# Set exercise
Each entry below is to be printed verbatim.

# Data provided
########################################

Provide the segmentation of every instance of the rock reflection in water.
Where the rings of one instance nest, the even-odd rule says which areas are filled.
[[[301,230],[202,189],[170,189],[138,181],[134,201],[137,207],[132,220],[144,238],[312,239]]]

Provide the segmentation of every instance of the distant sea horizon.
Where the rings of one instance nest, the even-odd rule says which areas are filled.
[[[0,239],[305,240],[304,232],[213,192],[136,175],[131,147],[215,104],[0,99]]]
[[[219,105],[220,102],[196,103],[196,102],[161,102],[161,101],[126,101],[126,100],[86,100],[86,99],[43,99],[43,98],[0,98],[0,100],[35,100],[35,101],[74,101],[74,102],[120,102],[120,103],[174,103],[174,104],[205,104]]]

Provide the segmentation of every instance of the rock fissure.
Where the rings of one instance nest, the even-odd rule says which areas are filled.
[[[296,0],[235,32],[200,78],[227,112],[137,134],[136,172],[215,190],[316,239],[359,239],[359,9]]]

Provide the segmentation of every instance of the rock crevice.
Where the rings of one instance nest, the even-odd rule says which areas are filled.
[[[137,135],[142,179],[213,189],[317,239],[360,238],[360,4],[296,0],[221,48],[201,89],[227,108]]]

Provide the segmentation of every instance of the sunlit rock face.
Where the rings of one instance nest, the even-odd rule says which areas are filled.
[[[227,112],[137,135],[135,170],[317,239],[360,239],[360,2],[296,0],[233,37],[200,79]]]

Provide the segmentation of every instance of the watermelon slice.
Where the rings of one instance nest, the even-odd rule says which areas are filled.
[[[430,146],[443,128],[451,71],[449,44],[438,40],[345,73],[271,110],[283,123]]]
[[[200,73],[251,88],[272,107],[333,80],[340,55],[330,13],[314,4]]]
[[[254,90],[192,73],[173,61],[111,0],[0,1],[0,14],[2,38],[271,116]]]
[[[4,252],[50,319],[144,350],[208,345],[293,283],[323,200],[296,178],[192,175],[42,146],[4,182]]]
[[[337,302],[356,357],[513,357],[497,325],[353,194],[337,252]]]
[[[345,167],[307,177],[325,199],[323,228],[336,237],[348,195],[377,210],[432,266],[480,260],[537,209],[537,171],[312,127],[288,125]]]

########################################

# Written answer
Provide the segmentation of every instance of the rock reflection in water.
Where the rings of one instance nest, the even-odd rule says which areas are filled.
[[[301,230],[202,189],[170,189],[138,181],[134,201],[137,207],[132,220],[144,238],[312,239]]]

Provide the segmentation of every instance of the distant sea horizon.
Where the rings of one instance nest, the even-odd rule says which areas are filled.
[[[0,239],[305,240],[304,232],[213,192],[136,175],[131,147],[215,104],[0,99]]]
[[[219,105],[220,102],[196,103],[196,102],[161,102],[161,101],[126,101],[126,100],[86,100],[86,99],[43,99],[43,98],[0,98],[0,100],[35,100],[35,101],[74,101],[74,102],[120,102],[120,103],[174,103],[174,104],[205,104]]]

Provide the segmentation of every instance of the rock fissure.
Where the rings of one instance nest, the even-odd rule says which areas are filled.
[[[296,0],[235,32],[200,78],[227,112],[137,134],[136,172],[215,190],[316,239],[359,239],[359,9]]]

Provide the segmentation of every instance of the rock crevice.
Where the rings of one instance nest, the even-odd rule says which areas are filled.
[[[137,135],[142,179],[213,189],[317,239],[360,238],[360,4],[296,0],[221,48],[201,89],[227,108]]]

Provide the segmentation of every instance of the sunlit rock face.
Where the rings of one instance nest, the even-odd rule says which areas are filled.
[[[227,112],[137,135],[135,170],[317,239],[360,239],[360,2],[296,0],[233,37],[200,79]]]

Provide the segmentation of every instance of the watermelon slice.
Where the rings of one instance nest, the even-odd rule says which areas are filled.
[[[430,146],[443,128],[451,71],[449,44],[438,40],[345,73],[271,110],[283,123]]]
[[[200,73],[251,88],[272,107],[333,80],[340,55],[330,13],[314,4]]]
[[[254,90],[192,73],[173,61],[111,0],[0,1],[0,14],[2,38],[271,116]]]
[[[4,252],[50,319],[144,350],[208,345],[293,283],[323,200],[296,178],[192,175],[42,146],[4,182]]]
[[[337,302],[356,357],[513,357],[497,325],[353,194],[337,252]]]
[[[345,167],[307,177],[325,199],[323,228],[336,237],[348,195],[377,210],[432,266],[480,260],[537,209],[537,171],[312,127],[288,125]]]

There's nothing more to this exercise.